**SUPPLIED MATERIAL:**
= = = =

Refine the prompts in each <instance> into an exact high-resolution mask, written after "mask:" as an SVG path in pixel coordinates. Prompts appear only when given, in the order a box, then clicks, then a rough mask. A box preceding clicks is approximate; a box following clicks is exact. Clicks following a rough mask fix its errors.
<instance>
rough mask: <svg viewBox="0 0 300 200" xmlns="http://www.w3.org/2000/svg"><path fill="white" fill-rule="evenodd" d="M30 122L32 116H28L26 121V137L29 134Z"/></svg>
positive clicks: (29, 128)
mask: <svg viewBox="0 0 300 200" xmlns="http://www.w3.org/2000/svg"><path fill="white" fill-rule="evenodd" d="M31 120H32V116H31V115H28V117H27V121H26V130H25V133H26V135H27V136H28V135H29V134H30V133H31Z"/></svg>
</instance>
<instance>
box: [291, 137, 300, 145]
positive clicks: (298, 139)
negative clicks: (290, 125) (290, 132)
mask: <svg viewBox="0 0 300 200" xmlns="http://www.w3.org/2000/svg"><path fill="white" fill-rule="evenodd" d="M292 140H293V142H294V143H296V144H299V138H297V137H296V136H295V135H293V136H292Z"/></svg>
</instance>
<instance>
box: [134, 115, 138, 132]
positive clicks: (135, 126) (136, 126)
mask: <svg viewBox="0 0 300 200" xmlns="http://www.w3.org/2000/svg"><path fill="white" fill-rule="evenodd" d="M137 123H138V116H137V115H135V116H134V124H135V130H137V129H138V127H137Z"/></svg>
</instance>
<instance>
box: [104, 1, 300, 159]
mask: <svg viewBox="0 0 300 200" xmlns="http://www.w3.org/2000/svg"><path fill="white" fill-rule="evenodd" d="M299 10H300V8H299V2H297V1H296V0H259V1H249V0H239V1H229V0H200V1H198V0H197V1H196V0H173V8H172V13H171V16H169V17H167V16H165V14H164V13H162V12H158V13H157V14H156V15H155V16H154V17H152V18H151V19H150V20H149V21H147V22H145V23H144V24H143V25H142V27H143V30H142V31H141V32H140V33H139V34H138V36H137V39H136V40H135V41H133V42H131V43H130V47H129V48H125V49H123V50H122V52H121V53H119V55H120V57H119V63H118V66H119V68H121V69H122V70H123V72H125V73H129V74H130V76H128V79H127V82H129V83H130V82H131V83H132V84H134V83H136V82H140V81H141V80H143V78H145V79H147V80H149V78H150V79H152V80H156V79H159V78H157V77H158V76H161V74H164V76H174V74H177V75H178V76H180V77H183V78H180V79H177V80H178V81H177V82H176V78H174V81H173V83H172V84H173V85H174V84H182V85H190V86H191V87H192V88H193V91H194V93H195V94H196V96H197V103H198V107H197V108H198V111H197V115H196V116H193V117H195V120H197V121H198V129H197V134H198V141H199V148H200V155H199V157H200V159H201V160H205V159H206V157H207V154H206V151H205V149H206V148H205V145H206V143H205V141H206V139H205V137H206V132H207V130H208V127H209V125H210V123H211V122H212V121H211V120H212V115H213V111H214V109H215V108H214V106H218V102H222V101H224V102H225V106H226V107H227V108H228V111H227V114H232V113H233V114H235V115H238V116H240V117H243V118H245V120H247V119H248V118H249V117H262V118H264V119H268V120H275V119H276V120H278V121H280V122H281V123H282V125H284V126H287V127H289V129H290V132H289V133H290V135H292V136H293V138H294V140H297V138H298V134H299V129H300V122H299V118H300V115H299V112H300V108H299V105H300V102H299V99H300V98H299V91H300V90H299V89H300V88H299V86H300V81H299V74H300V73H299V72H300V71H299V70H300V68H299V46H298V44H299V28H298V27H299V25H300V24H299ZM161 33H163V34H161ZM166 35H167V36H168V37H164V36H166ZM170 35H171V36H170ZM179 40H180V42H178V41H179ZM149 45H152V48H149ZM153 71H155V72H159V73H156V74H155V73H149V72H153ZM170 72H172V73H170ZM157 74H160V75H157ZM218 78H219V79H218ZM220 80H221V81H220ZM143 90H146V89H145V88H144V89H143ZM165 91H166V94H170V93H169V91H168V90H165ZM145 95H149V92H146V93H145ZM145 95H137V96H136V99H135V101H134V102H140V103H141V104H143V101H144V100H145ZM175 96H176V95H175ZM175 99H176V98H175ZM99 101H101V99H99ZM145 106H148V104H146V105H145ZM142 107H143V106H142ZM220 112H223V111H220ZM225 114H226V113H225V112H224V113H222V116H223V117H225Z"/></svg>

= = = =

**YOUR OBJECTIVE:** Restate the entries above, keeping every word intact.

**REPLY TO THE TASK:**
Refine the prompts in each <instance> into an exact high-resolution mask, written after "mask:" as an SVG path in pixel coordinates. Prompts appear only when given, in the order a box, then clicks, then a rough mask. A box preceding clicks is approximate; a box following clicks is exact. Clicks following a rough mask fix its errors.
<instance>
rough mask: <svg viewBox="0 0 300 200" xmlns="http://www.w3.org/2000/svg"><path fill="white" fill-rule="evenodd" d="M30 122L32 116H28L26 121V137L29 134Z"/></svg>
positive clicks: (29, 128)
mask: <svg viewBox="0 0 300 200" xmlns="http://www.w3.org/2000/svg"><path fill="white" fill-rule="evenodd" d="M31 120H32V116H31V115H28V117H27V121H26V130H25V133H26V135H27V136H28V135H29V134H30V133H31Z"/></svg>
</instance>
<instance>
box: [291, 137, 300, 145]
positive clicks: (298, 139)
negative clicks: (290, 125) (290, 132)
mask: <svg viewBox="0 0 300 200" xmlns="http://www.w3.org/2000/svg"><path fill="white" fill-rule="evenodd" d="M292 140H293V142H294V143H296V144H299V138H297V137H296V136H295V135H293V136H292Z"/></svg>
</instance>
<instance>
box: [134, 115, 138, 132]
positive clicks: (135, 126) (136, 126)
mask: <svg viewBox="0 0 300 200" xmlns="http://www.w3.org/2000/svg"><path fill="white" fill-rule="evenodd" d="M137 123H138V116H137V115H135V116H134V124H135V130H137V129H138V127H137Z"/></svg>
</instance>
<instance>
box: [104, 1, 300, 159]
mask: <svg viewBox="0 0 300 200" xmlns="http://www.w3.org/2000/svg"><path fill="white" fill-rule="evenodd" d="M299 10H300V8H299V2H297V1H296V0H259V1H249V0H239V1H229V0H200V1H198V0H197V1H196V0H173V8H172V13H171V16H169V17H167V16H165V14H164V13H162V12H158V13H157V14H156V15H155V16H154V17H152V18H151V19H150V20H149V21H147V22H145V23H144V24H143V25H142V27H143V30H142V31H141V32H140V33H139V34H138V36H137V39H136V40H135V41H133V42H131V43H130V47H129V48H125V49H123V50H122V52H121V53H119V55H120V57H119V63H118V66H119V68H121V69H122V70H123V72H125V73H129V74H130V76H128V79H127V82H129V83H130V82H131V83H132V84H134V83H136V82H140V81H141V80H143V78H145V79H147V80H149V78H150V79H152V80H156V79H159V78H157V77H158V76H161V74H164V76H174V74H177V75H178V76H180V77H183V78H180V79H177V80H178V81H177V82H176V78H174V81H173V83H172V84H173V85H174V84H182V85H190V86H191V87H192V88H193V91H194V93H195V94H196V96H197V103H198V107H197V108H198V111H197V115H196V116H193V117H195V120H197V121H198V129H197V134H198V141H199V148H200V155H199V157H200V159H201V160H205V159H206V157H207V154H206V151H205V149H206V148H205V145H206V143H205V141H206V139H205V137H206V132H207V130H208V127H209V125H210V123H211V122H212V121H211V120H212V115H213V111H214V109H215V108H214V106H218V102H222V101H224V102H225V106H226V107H227V108H228V111H227V114H232V113H233V114H235V115H238V116H240V117H243V118H245V120H247V119H248V118H249V117H262V118H264V119H268V120H275V119H276V120H278V121H280V122H281V123H282V125H284V126H287V127H289V129H290V132H289V133H290V135H292V136H293V138H294V140H297V138H298V134H299V129H300V122H299V118H300V115H299V112H300V108H299V105H300V102H299V99H300V98H299V91H300V90H299V89H300V88H299V86H300V81H299V74H300V73H299V72H300V71H299V70H300V68H299V46H298V44H299V28H298V27H299V25H300V24H299ZM161 33H163V34H161ZM166 35H167V36H168V37H164V36H166ZM170 35H171V36H170ZM179 40H180V42H178V41H179ZM149 45H152V48H149ZM153 71H155V72H159V73H156V74H155V73H149V72H153ZM170 72H172V73H170ZM157 74H160V75H157ZM218 78H219V79H218ZM220 80H221V81H220ZM143 90H146V89H145V88H144V89H143ZM165 91H166V94H170V93H169V91H168V90H165ZM145 95H149V92H146V93H145ZM145 95H137V96H136V99H135V101H134V102H140V103H141V104H143V101H144V100H145ZM175 96H176V95H175ZM175 99H176V98H175ZM99 101H101V99H99ZM145 106H148V104H146V105H145ZM142 107H143V106H142ZM220 112H223V111H220ZM225 114H226V113H225V112H224V113H222V116H223V117H225Z"/></svg>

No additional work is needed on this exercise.